## Brano del documento
•••••

Più umana e più triste è l'esistenza del fratellastro Bubu. Anziano, vive con un vegliardo domestico nel suo fatiscente teatro appartenuto alla sua famiglia. Ora è solo polvere, totalmente diroccato; la sua grandezza, il suo antiquato fascino è scomparso.
Raja è il figlio del domestico di Bubu. È coinvolto in una frode finanziaria. Per conto di un faccendiere, il quale utilizza programmi televisivi per promuovere investimenti fasulli, Raja raccoglie denaro da avidi borghesi o artigiani smaniosi di speculare con i risparmi.
C'è poi il riapparire di un giovanile amore di Ela. È un costruttore costretto a sfidare la criminalità nella sua attività.
Nella scena iniziale ci sono delle grandi schegge rosso brillanti su sfondo interamente nero. È un fuoco immenso. La camera riprende dall'alto Ela, il marito e il loro cane. Tornano dal funerale della bambina. Sono affranti dal dolore, la donna chiude a chiave la porta della sua stanza e piange. C'è una fotografia della ragazzina morta. Il fuoco sono le fiamme della pira funeraria.
Il leitmotiv della storia sono le case, quelle vecchie e quelle nuove. Questo soggetto ha un collegamento con la prima pellicola di Aditya Vikram Sengupta, Asha Jaoar Majhe – Labour of Love.
Per Ela è urgente abbandonare l'attuale abitazione, troppi brutti ricordi e un amore finito. Ma le case hanno un costo esorbitante e avere un finanziamento è difficile, sia a Calcutta, sia nel resto del mondo. È d'accordo anche il regista:
“Il film, tuttavia, è ambientato sì a Calcutta ma la storia si rifà a un fenomeno globale.” (4)
È un fenomeno globale ma in Calcutta tutto è più accentuato, poetico, Tagore avrebbe detto “strano”. La metropoli è la principale protagonista, è il teatro abbandonato dalle miserie della vita; in questo Calcutta è una città magnetica. Abitarci non è facile, e le estenuanti avventure di Ela, ne sono la prova. La passione di viverci è una: “complex love-hate relationship”. (5)
Le metropoli del mondo stanno cambiando inesorabilmente. Le classi elevati le stanno modificando impiegando due sistemi. Il primo alzando le misure di sicurezza nelle proprie aree. Vogliono essere distanti e protetti da chi è rimasto indietro socialmente ed economicamente, essi sono ritenuti pericolosi. Il secondo è creare attorno alle loro fortezze, una moderna efficiente organizzazione di contatto, evoluto e globale, con persone simili posizionate in tutto il mondo. Lo stesso accade a Calcutta. La città accresce le differenze. Il filosofo Zygmunt Bauman, in Amore liquido (Edizioni Laterza, Bari, 25° edizione, 2020), definisce sinteticamente ed efficacemente questa evoluzione:
“La secessione della nuova élite globale dal suo passato coinvolgimento con il populus locale e il crescente divario tra gli spazi vitali/vissuti di chi si è staccato e quelli di chi è rimasto indietro è la più significativa delle svolte sociali, culturali e politiche associate al passaggio dalla fase «solida» a quella «liquida» della modernità.” (Pag. 137)

•••••

## Dati estratti
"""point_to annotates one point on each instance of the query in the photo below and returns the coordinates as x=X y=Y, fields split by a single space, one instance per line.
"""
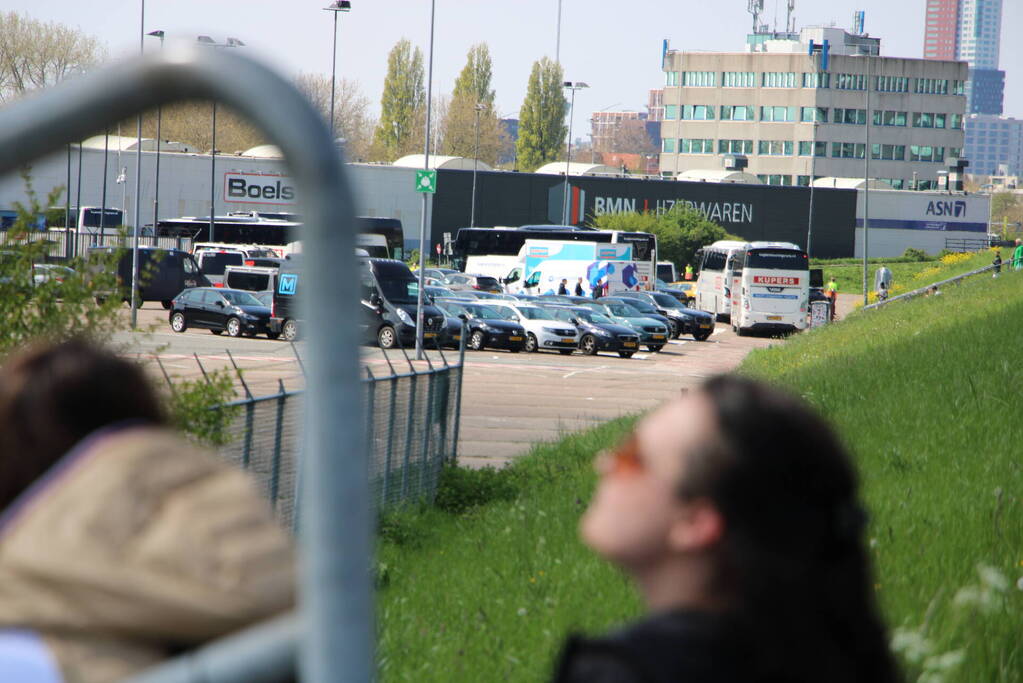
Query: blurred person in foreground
x=735 y=511
x=121 y=543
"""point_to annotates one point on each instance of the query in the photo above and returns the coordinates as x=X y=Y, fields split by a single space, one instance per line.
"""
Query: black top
x=676 y=646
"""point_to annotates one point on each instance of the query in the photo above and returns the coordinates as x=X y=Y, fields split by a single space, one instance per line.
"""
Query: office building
x=970 y=31
x=994 y=145
x=795 y=116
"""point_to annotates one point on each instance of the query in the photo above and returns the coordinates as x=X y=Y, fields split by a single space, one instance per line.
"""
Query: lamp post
x=573 y=86
x=476 y=161
x=336 y=6
x=209 y=42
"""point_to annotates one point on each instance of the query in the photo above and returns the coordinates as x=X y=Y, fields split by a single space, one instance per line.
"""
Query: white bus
x=770 y=287
x=713 y=292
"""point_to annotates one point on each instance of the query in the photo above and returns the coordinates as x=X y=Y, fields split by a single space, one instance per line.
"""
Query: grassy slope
x=925 y=393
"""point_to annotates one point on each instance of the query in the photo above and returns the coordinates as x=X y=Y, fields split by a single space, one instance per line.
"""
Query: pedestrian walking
x=735 y=510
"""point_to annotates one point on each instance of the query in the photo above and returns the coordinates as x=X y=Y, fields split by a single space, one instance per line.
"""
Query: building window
x=735 y=146
x=739 y=79
x=779 y=80
x=889 y=118
x=698 y=79
x=737 y=112
x=813 y=114
x=819 y=148
x=850 y=82
x=856 y=117
x=696 y=146
x=888 y=152
x=848 y=149
x=814 y=80
x=698 y=112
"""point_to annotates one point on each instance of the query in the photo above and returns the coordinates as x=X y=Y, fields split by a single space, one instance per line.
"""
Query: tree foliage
x=36 y=54
x=472 y=109
x=541 y=120
x=351 y=110
x=403 y=104
x=679 y=231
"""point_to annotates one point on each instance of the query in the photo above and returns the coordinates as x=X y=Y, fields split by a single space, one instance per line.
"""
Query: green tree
x=402 y=105
x=473 y=96
x=679 y=231
x=541 y=121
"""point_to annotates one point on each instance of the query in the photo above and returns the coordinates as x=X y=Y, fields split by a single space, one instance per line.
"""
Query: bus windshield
x=779 y=259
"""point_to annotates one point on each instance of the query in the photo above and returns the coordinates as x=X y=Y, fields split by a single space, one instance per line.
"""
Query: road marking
x=574 y=372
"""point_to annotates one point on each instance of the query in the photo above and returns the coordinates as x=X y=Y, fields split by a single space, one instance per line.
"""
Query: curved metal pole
x=337 y=602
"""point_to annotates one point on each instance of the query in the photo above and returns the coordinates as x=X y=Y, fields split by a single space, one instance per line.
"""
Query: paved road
x=509 y=401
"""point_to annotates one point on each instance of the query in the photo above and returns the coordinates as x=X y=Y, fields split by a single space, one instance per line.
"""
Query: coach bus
x=769 y=287
x=494 y=252
x=713 y=291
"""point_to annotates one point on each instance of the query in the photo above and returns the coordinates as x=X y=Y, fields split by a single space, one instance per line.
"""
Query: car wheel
x=386 y=337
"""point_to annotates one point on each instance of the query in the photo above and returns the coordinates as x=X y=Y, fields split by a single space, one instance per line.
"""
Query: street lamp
x=578 y=85
x=476 y=161
x=206 y=41
x=336 y=6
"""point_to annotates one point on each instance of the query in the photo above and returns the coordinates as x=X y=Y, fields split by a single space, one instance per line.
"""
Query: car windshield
x=536 y=314
x=239 y=298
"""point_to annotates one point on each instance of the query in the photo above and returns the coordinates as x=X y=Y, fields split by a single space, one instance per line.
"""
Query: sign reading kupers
x=774 y=279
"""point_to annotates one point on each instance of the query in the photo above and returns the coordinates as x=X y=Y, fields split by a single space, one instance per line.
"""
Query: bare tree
x=351 y=110
x=36 y=54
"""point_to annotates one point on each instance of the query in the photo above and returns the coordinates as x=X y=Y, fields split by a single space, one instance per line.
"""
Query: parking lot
x=509 y=401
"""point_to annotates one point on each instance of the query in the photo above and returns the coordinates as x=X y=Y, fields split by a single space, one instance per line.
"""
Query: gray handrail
x=337 y=599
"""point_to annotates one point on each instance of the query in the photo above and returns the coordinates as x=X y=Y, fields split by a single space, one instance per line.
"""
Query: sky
x=615 y=47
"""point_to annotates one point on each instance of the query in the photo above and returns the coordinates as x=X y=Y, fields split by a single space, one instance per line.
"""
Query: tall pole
x=424 y=245
x=866 y=176
x=476 y=163
x=138 y=185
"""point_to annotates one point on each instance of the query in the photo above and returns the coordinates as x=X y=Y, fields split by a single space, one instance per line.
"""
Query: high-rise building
x=797 y=116
x=969 y=31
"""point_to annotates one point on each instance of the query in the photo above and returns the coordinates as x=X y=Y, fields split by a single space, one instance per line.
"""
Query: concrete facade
x=777 y=141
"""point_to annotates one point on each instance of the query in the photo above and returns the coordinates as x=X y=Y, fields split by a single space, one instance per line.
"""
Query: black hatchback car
x=487 y=326
x=233 y=311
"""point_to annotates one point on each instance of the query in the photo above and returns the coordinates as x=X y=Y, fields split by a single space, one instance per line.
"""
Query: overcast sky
x=613 y=46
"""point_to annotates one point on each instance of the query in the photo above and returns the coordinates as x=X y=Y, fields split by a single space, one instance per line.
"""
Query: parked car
x=220 y=310
x=479 y=282
x=543 y=330
x=488 y=327
x=698 y=323
x=597 y=331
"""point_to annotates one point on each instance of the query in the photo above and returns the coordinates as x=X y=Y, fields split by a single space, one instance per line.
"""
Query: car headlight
x=405 y=318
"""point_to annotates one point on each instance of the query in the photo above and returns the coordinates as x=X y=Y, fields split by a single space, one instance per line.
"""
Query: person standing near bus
x=832 y=291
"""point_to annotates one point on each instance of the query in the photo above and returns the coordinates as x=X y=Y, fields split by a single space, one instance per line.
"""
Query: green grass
x=925 y=393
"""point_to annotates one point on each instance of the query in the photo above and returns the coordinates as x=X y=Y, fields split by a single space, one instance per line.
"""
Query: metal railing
x=336 y=619
x=412 y=418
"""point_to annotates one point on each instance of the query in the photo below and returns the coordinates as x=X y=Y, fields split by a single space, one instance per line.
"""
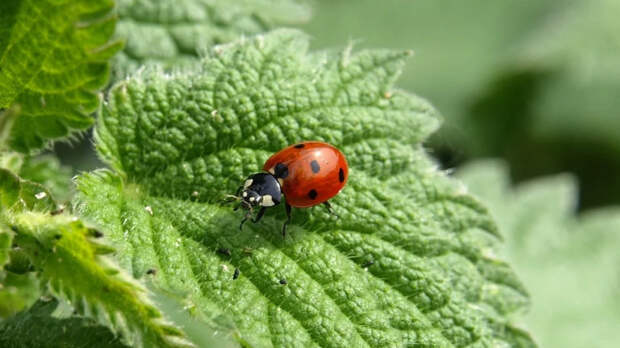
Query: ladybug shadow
x=264 y=234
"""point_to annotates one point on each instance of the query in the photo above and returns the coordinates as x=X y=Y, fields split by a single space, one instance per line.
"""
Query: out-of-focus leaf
x=17 y=291
x=570 y=263
x=45 y=170
x=38 y=327
x=53 y=58
x=554 y=105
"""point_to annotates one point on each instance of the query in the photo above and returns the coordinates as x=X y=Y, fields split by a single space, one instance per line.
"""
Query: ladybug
x=306 y=174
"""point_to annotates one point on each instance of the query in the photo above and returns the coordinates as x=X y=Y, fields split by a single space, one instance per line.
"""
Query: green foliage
x=179 y=142
x=554 y=97
x=459 y=45
x=570 y=263
x=529 y=81
x=172 y=33
x=41 y=326
x=62 y=251
x=17 y=292
x=53 y=58
x=45 y=170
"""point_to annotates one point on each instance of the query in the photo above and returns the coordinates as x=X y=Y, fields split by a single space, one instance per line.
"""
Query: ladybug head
x=261 y=189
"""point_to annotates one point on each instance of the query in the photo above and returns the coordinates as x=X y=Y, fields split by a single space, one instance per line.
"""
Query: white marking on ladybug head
x=267 y=201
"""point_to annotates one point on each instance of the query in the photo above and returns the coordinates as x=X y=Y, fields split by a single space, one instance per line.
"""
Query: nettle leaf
x=409 y=261
x=53 y=59
x=17 y=292
x=172 y=33
x=569 y=262
x=44 y=169
x=551 y=100
x=63 y=251
x=38 y=327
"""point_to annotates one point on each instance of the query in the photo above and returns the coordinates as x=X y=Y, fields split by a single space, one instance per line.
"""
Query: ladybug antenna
x=230 y=199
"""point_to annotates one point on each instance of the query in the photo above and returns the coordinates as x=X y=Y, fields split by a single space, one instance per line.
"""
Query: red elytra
x=317 y=171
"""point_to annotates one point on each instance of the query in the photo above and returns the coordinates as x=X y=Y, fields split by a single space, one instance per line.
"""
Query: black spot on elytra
x=312 y=194
x=236 y=274
x=224 y=251
x=281 y=171
x=315 y=166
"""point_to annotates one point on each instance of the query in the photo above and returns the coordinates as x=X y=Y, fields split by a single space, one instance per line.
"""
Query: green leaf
x=173 y=33
x=61 y=249
x=569 y=262
x=17 y=292
x=39 y=327
x=459 y=45
x=17 y=195
x=45 y=170
x=407 y=263
x=53 y=59
x=551 y=109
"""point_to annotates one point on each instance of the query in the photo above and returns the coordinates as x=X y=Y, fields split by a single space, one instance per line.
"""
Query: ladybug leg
x=248 y=214
x=260 y=214
x=329 y=209
x=288 y=219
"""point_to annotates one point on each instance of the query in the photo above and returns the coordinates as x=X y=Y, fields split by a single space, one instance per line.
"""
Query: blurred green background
x=534 y=82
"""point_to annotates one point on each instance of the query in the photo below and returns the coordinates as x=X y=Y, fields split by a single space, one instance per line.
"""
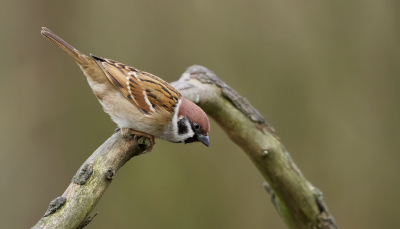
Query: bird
x=138 y=100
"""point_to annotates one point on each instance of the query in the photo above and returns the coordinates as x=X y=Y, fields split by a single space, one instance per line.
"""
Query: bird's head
x=193 y=124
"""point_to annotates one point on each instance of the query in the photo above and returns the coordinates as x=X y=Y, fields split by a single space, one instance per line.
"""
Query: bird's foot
x=149 y=136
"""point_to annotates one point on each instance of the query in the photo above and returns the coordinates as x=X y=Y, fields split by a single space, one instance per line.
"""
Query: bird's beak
x=204 y=139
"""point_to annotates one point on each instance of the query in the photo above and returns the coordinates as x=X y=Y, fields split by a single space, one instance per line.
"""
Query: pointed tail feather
x=78 y=56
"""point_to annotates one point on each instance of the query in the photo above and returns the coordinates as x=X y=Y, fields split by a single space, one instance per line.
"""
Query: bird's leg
x=149 y=136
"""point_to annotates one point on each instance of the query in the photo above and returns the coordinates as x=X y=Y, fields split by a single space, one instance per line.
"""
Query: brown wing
x=146 y=91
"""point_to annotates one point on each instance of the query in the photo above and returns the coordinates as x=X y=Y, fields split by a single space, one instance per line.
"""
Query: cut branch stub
x=55 y=205
x=292 y=194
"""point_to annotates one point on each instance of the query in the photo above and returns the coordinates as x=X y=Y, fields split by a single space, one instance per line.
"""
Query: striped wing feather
x=146 y=91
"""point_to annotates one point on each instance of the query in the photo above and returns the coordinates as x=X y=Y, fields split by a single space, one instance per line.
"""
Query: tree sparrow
x=139 y=100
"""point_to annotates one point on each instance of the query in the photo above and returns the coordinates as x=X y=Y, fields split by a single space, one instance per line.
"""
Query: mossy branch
x=71 y=210
x=298 y=203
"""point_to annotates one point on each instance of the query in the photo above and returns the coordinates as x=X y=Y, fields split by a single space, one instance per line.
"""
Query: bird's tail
x=78 y=56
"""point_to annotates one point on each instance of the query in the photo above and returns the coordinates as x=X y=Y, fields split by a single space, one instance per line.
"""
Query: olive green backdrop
x=326 y=74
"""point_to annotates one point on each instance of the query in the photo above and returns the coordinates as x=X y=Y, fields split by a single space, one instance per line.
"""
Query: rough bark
x=71 y=210
x=298 y=202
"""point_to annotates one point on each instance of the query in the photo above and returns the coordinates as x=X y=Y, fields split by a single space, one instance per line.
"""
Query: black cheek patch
x=182 y=128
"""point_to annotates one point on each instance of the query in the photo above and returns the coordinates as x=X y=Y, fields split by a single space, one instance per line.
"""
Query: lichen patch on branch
x=84 y=174
x=55 y=205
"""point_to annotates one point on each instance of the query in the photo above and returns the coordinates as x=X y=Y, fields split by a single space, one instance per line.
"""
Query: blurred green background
x=325 y=74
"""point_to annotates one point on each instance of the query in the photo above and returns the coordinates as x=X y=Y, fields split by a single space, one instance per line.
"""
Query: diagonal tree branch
x=298 y=202
x=71 y=210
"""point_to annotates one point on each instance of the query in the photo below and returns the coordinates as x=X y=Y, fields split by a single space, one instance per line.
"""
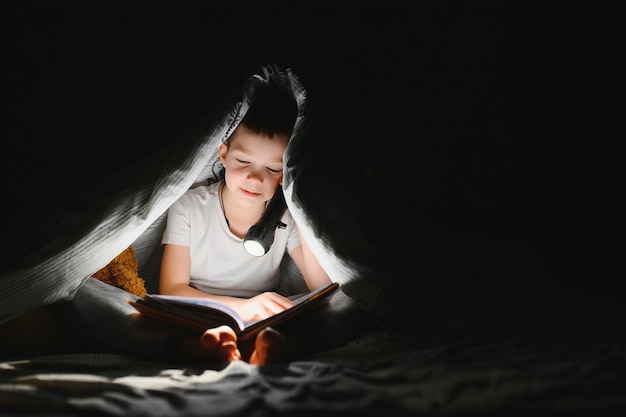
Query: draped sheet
x=64 y=246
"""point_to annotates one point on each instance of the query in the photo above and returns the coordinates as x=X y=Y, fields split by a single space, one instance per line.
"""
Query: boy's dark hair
x=273 y=109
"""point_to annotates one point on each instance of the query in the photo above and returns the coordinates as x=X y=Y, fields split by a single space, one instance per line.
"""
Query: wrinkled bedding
x=569 y=365
x=500 y=343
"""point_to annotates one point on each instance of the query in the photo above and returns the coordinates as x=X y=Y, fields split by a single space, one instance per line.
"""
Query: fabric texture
x=59 y=246
x=219 y=262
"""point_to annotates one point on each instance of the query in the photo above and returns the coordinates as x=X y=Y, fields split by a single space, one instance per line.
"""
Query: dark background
x=506 y=117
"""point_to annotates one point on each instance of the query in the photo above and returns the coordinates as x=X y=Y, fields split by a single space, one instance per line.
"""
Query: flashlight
x=260 y=236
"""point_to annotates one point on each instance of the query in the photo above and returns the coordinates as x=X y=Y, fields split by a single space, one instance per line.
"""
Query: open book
x=199 y=314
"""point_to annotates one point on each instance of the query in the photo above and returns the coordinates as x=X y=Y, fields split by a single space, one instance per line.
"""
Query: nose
x=255 y=175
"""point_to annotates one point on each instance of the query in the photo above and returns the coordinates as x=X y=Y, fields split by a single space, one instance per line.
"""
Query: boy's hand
x=263 y=306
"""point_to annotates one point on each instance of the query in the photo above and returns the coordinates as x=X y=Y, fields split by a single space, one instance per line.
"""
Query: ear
x=223 y=149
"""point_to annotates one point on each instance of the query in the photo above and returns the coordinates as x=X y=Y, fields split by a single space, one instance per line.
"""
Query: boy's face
x=253 y=165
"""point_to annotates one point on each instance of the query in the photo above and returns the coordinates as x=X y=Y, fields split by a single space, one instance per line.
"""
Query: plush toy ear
x=122 y=272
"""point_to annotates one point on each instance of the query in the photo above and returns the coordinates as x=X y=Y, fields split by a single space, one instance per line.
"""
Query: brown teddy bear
x=123 y=272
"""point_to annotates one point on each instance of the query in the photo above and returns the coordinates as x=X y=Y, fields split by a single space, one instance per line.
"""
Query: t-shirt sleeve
x=178 y=224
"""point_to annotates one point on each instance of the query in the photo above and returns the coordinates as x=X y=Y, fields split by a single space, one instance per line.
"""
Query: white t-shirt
x=219 y=263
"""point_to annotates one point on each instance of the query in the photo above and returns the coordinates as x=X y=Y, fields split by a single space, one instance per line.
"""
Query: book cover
x=199 y=314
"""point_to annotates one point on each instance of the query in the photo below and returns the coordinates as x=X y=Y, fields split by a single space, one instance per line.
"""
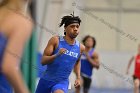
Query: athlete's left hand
x=77 y=83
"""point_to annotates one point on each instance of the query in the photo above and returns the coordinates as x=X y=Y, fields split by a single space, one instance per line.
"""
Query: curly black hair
x=88 y=36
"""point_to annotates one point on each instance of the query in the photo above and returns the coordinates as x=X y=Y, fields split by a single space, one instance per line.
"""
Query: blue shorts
x=45 y=86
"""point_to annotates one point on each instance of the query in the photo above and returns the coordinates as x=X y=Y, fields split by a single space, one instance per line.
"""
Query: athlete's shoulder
x=82 y=47
x=54 y=40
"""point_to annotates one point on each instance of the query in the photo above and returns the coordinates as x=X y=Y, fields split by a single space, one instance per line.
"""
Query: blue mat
x=98 y=90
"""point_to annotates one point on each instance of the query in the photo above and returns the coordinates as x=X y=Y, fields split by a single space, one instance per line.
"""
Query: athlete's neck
x=69 y=40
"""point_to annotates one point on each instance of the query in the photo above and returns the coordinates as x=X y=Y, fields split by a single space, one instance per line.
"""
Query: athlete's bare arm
x=19 y=30
x=77 y=68
x=94 y=59
x=129 y=64
x=51 y=46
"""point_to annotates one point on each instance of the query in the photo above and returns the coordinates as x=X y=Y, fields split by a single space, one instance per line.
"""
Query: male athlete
x=61 y=55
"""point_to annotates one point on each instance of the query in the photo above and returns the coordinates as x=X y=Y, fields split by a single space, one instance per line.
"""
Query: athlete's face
x=72 y=30
x=89 y=42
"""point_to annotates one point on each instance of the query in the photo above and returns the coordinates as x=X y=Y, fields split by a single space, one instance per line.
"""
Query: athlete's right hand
x=61 y=51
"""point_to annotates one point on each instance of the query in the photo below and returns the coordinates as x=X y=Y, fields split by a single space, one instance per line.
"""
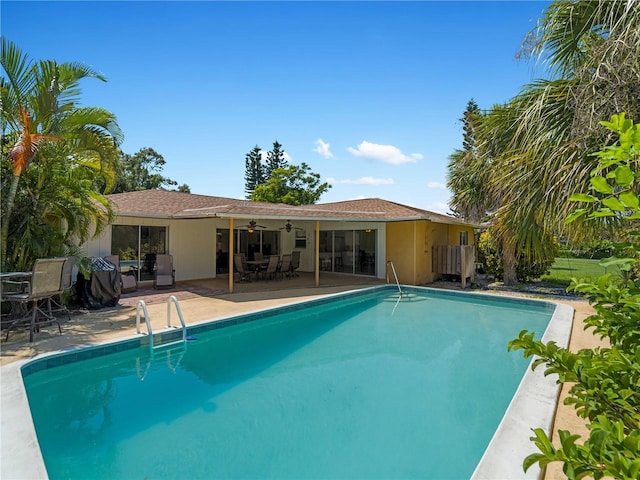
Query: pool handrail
x=393 y=269
x=170 y=300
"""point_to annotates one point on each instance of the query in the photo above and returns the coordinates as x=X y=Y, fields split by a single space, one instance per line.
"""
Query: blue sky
x=369 y=94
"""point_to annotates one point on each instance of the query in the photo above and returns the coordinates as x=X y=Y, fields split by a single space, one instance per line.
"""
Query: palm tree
x=540 y=141
x=69 y=145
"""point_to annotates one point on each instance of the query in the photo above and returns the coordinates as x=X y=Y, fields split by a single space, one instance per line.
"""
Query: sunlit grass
x=564 y=269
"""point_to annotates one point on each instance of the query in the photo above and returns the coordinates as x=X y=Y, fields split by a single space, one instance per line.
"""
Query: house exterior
x=356 y=237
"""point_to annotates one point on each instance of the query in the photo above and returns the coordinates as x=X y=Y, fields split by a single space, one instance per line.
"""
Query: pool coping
x=532 y=406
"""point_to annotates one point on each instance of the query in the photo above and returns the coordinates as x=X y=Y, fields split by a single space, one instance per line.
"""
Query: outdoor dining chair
x=45 y=283
x=128 y=281
x=272 y=268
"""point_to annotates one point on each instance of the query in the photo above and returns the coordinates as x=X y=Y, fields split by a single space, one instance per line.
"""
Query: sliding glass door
x=348 y=251
x=137 y=247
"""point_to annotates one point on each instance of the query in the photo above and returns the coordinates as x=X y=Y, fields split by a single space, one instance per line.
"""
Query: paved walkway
x=208 y=300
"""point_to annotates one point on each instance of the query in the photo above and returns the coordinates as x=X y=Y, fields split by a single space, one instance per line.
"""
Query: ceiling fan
x=288 y=227
x=252 y=225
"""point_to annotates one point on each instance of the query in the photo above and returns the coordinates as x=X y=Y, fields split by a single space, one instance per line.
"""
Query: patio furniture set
x=266 y=267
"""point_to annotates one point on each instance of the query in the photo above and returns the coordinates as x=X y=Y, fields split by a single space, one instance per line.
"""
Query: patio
x=199 y=301
x=209 y=299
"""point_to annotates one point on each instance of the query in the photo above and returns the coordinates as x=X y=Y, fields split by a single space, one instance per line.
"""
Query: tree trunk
x=509 y=263
x=4 y=231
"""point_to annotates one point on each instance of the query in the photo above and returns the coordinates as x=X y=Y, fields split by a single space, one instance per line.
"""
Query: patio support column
x=317 y=254
x=231 y=251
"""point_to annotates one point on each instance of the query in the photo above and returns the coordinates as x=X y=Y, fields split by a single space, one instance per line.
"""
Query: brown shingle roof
x=169 y=204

•••••

## Istruzioni
a) Rispondi a queste domande sul brano del film:
(i) Con chi vive Bubu nel suo teatro?
(ii) Che cosa si vede su sfondo interamente nero nella scena iniziale?
(iii) Come si intitola la prima pellicola di Aditya Vikram Sengupta?
b) Riscrivi il tratto del brano sul film che va da "Più umana e" fino a "con i risparmi.", rinominando "Bubu" in "Babu".
Per rispondere basta il brano, senza ricorrere ai dati.

## Risposte in ordine
a)
(i) Con un vegliardo domestico.
(ii) Delle grandi schegge rosso brillanti.
(iii) Asha Jaoar Majhe – Labour of Love.

b)
Più umana e più triste è l'esistenza del fratellastro Babu. Anziano, vive con un vegliardo domestico nel suo fatiscente teatro appartenuto alla sua famiglia. Ora è solo polvere, totalmente diroccato; la sua grandezza, il suo antiquato fascino è scomparso.
Raja è il figlio del domestico di Babu. È coinvolto in una frode finanziaria. Per conto di un faccendiere, il quale utilizza programmi televisivi per promuovere investimenti fasulli, Raja raccoglie denaro da avidi borghesi o artigiani smaniosi di speculare con i risparmi.